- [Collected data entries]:
********************

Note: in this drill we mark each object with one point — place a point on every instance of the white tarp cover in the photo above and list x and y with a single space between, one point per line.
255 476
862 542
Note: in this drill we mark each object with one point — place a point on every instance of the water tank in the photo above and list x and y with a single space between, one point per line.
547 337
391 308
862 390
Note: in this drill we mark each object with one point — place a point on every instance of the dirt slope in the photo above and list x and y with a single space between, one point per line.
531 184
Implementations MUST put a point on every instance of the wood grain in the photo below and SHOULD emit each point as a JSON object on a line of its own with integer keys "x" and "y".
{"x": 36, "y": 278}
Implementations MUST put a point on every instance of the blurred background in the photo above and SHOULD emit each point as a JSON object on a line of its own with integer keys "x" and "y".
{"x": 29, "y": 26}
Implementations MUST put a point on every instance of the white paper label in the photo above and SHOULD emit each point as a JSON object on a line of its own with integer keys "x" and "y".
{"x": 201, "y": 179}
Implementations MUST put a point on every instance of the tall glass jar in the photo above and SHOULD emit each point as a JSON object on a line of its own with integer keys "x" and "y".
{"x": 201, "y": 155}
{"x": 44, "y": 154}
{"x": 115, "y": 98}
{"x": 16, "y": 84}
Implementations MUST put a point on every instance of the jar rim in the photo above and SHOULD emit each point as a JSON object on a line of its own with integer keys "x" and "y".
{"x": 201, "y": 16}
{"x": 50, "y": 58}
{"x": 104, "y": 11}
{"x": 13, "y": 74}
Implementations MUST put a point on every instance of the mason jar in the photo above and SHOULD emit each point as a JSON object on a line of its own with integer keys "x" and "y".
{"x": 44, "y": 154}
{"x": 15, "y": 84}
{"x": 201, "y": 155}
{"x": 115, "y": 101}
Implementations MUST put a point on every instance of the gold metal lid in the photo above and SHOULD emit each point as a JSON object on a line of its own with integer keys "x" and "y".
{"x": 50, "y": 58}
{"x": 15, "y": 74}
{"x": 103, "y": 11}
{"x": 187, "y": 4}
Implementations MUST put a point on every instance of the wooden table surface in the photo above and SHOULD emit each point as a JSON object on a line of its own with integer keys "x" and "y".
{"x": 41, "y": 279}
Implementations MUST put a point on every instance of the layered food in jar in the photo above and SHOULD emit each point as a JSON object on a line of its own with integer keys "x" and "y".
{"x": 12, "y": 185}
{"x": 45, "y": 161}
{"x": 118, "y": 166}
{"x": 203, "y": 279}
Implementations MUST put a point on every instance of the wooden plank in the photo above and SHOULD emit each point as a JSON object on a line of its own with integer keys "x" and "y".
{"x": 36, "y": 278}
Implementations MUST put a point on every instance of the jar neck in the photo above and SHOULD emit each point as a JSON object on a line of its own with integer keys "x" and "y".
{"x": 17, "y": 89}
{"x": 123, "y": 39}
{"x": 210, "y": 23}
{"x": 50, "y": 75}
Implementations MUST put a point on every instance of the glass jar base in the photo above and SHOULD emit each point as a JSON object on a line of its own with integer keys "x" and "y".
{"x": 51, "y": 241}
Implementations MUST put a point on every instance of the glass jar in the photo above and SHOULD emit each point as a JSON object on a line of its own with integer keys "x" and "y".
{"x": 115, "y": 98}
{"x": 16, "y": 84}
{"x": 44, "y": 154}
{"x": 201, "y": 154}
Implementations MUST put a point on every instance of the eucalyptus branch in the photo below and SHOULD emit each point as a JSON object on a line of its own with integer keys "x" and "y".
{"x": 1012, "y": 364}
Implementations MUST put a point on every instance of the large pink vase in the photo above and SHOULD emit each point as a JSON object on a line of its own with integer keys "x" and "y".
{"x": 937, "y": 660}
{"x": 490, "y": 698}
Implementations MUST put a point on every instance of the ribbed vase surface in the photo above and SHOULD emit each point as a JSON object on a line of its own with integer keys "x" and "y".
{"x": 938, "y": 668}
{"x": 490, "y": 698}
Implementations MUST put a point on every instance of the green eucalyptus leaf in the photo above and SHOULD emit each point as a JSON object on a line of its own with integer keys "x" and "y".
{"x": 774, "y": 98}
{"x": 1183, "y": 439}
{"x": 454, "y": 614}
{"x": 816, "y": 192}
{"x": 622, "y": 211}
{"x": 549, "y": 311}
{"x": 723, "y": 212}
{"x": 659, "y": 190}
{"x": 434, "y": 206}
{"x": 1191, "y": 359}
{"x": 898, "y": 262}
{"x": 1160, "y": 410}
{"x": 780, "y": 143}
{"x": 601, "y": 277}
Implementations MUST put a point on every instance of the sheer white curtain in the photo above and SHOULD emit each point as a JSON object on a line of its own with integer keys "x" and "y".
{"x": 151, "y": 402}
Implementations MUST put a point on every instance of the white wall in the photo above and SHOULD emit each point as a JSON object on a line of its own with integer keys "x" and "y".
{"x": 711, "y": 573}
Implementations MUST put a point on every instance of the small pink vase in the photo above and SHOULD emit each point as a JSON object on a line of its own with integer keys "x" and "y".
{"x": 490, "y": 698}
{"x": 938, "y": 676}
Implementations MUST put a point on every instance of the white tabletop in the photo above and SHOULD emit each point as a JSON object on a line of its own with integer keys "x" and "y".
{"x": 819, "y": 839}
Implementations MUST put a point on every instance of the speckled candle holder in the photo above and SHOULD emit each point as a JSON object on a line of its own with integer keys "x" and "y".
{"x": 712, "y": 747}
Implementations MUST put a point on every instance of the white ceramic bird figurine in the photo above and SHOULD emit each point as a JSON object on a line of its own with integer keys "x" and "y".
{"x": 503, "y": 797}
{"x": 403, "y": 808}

********************

- [Given exercise]:
Render the entries above as a two-column CSV with the headers entry_text and answer, one row per entry. Put each entry's text and its answer in a single quoted field apiece, replacing line breaks with spaces.

- [Correct response]:
entry_text,answer
"Note: in this drill we mark each object with one point — place a point on every instance of the white tarp cover in the photo above and list x and y with a single space between, one point per line.","255 476 862 542"
"Note: in this drill we mark each object with one point — place a point on every instance of the water tank in the photo above and list x and y with a single space between, one point per line.","547 337 391 308 862 390"
"Note: in this drill we mark each object with one point — place a point on every instance of the dirt slope in the photo above and list x and y with a single space between, one point per line.","531 184"
"Implementations MUST put a point on every instance of the wood grain in the photo below and SHOULD emit each point as a JSON object on a line of its own with integer keys ""x"" and ""y"".","{""x"": 36, ""y"": 278}"
"Implementations MUST put a point on every instance of the blurred background in the photo above and SHOULD emit each point as a JSON object on a line of its own with integer keys ""x"" and ""y"".","{""x"": 29, ""y"": 26}"
"Implementations MUST put a point on every instance of the white paper label in the photo above and SHOULD emit each point as a JSON object on a line of its own with integer keys ""x"" and ""y"".","{""x"": 201, ""y"": 179}"
"Implementations MUST put a point on every instance of the tall glass jar in the photo above and SHOULD emit each point as a JSON object on a line of its own with integer keys ""x"" and ""y"".","{""x"": 201, ""y"": 155} {""x"": 44, ""y"": 154} {""x"": 115, ""y"": 98} {""x"": 16, ""y"": 84}"
"Implementations MUST put a point on every instance of the jar rim in the photo above and SHOULD emit each point as a JSON object on a line of its own with integer keys ""x"" and ""y"".","{""x"": 201, ""y"": 16} {""x"": 50, ""y"": 58} {""x"": 104, ""y"": 11} {""x"": 13, ""y"": 74}"
"Implementations MUST put a point on every instance of the mason jar in the photo above and SHOULD emit each point as a JSON object on a line of its own with integer keys ""x"" and ""y"".","{""x"": 44, ""y"": 154} {""x"": 15, ""y"": 84} {""x"": 201, ""y"": 155} {""x"": 115, ""y"": 101}"
"Implementations MUST put a point on every instance of the gold metal lid in the photo above and SHOULD emit each point as a JSON object on a line of its own with integer keys ""x"" and ""y"".","{""x"": 50, ""y"": 58} {""x"": 15, ""y"": 74} {""x"": 103, ""y"": 11} {""x"": 187, ""y"": 4}"
"Implementations MUST put a point on every instance of the wooden table surface in the photo above and SHOULD emit each point as a JSON object on a line of its own with integer keys ""x"" and ""y"".","{""x"": 41, ""y"": 279}"
"Implementations MUST put a point on every instance of the layered food in jar in the photo above and SHOULD emit each point as a JSON object on a line of its own with integer keys ""x"" and ""y"".","{""x"": 12, ""y"": 185} {""x"": 45, ""y"": 161} {""x"": 118, ""y"": 166} {""x"": 203, ""y"": 279}"
"Implementations MUST put a point on every instance of the wooden plank in the photo above and SHOULD emit each point as a JSON object on a line of its own with integer keys ""x"" and ""y"".","{""x"": 36, ""y"": 278}"
"Implementations MUST put a point on every instance of the jar neck in the photo above and SHOULD emit each point as a JSON object on a line of its own with integer keys ""x"" and ""y"".","{""x"": 17, ""y"": 89} {""x"": 123, ""y"": 39} {""x"": 210, ""y"": 23} {""x"": 50, ""y"": 75}"
"Implementations MUST put a point on every instance of the glass jar base in the photo above and SHOULD emit each point as a JSON object on a line of its own with integer keys ""x"" and ""y"".","{""x"": 51, ""y"": 241}"
"Implementations MUST put a point on every instance of the glass jar in the photo above and SHOULD emit each point as a JSON object on a line of its own with integer keys ""x"" and ""y"".","{""x"": 115, ""y"": 98} {""x"": 16, ""y"": 84} {""x"": 44, ""y"": 154} {""x"": 201, ""y"": 154}"
"Implementations MUST put a point on every instance of the eucalyptus branch in the photo below and SHOULD emit each point as a JSON object on a line of its own with integer keys ""x"" and ""y"".","{""x"": 1012, ""y"": 364}"
"Implementations MUST put a point on every instance of the large pink vase in the photo above and SHOULD emit each point as a JSON object on a line of its own with integer keys ""x"" and ""y"".","{""x"": 937, ""y"": 660} {""x"": 490, ""y"": 698}"
"Implementations MUST put a point on every instance of the ribbed vase surface in the photo above and SHOULD emit each point as a JSON object on a line of its own with integer keys ""x"" and ""y"".","{""x"": 938, ""y"": 668} {""x"": 490, ""y"": 698}"
"Implementations MUST put a point on every instance of the green eucalyptus leaf in the photo above and SHOULD emit each point as a JSON object on a line of its own with integer keys ""x"" and ""y"".","{""x"": 774, ""y"": 98} {""x"": 1183, ""y"": 439} {""x"": 454, ""y"": 614} {""x"": 816, ""y"": 192} {""x"": 622, ""y"": 211} {""x"": 549, ""y"": 311} {""x"": 723, ""y"": 212} {""x"": 659, ""y"": 190} {""x"": 434, ""y"": 206} {""x"": 1191, ""y"": 359} {""x"": 898, ""y"": 262} {""x"": 1160, ""y"": 410} {""x"": 780, ""y"": 143} {""x"": 601, ""y"": 277}"
"Implementations MUST put a point on every instance of the sheer white curtain in the photo above and SHOULD emit each point as a JSON object on a line of its own with integer keys ""x"" and ""y"".","{""x"": 151, ""y"": 402}"
"Implementations MUST put a point on every instance of the white wall in the photo above and SHOULD emit each point as a JSON object on a line of its own with integer keys ""x"" and ""y"".","{""x"": 711, ""y"": 573}"
"Implementations MUST put a point on every instance of the small pink vase in the photo above and SHOULD emit each point as a JSON object on a line of its own with integer keys ""x"" and ""y"".","{""x"": 490, ""y"": 698} {""x"": 938, ""y"": 676}"
"Implementations MUST put a point on every instance of the white tabletop in the photo above and SHOULD emit each point as a JSON object on a line of its own with integer keys ""x"" and ""y"".","{""x"": 819, ""y"": 839}"
"Implementations MUST put a point on every instance of the speckled candle holder in the photo above and SHOULD emit each point as a JSON object on a line of its own with integer keys ""x"" and ""y"".","{""x"": 712, ""y"": 747}"
"Implementations MUST put a point on every instance of the white ceramic bird figurine in the photo above and SHOULD emit each point as a JSON object on a line of its own with integer keys ""x"" and ""y"".","{""x"": 503, ""y"": 797} {""x"": 403, ""y"": 808}"